*Photo-based referring expression data*
━━━━━━━━━━━━━━━━

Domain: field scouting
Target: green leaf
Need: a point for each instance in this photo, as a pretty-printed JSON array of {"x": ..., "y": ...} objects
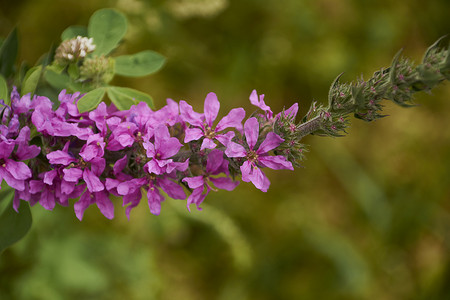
[
  {"x": 13, "y": 226},
  {"x": 393, "y": 68},
  {"x": 358, "y": 96},
  {"x": 8, "y": 54},
  {"x": 74, "y": 31},
  {"x": 57, "y": 80},
  {"x": 330, "y": 93},
  {"x": 31, "y": 80},
  {"x": 139, "y": 64},
  {"x": 431, "y": 48},
  {"x": 91, "y": 99},
  {"x": 107, "y": 27},
  {"x": 124, "y": 98},
  {"x": 73, "y": 71},
  {"x": 4, "y": 90}
]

━━━━━━━━━━━━━━━━

*ABOUT THIS EXERCISE*
Only the text of the entries above is to be given again, exactly, with the pictures left out.

*SOLUTION FOR THIS TASK*
Domain: field scouting
Target: green leaf
Need: a point for each instance in this photo, as a pretty-printed JSON array of {"x": ..., "y": ...} objects
[
  {"x": 13, "y": 226},
  {"x": 393, "y": 68},
  {"x": 358, "y": 96},
  {"x": 8, "y": 54},
  {"x": 74, "y": 31},
  {"x": 57, "y": 80},
  {"x": 330, "y": 93},
  {"x": 31, "y": 80},
  {"x": 139, "y": 64},
  {"x": 431, "y": 48},
  {"x": 91, "y": 99},
  {"x": 107, "y": 27},
  {"x": 124, "y": 98},
  {"x": 73, "y": 71},
  {"x": 4, "y": 90}
]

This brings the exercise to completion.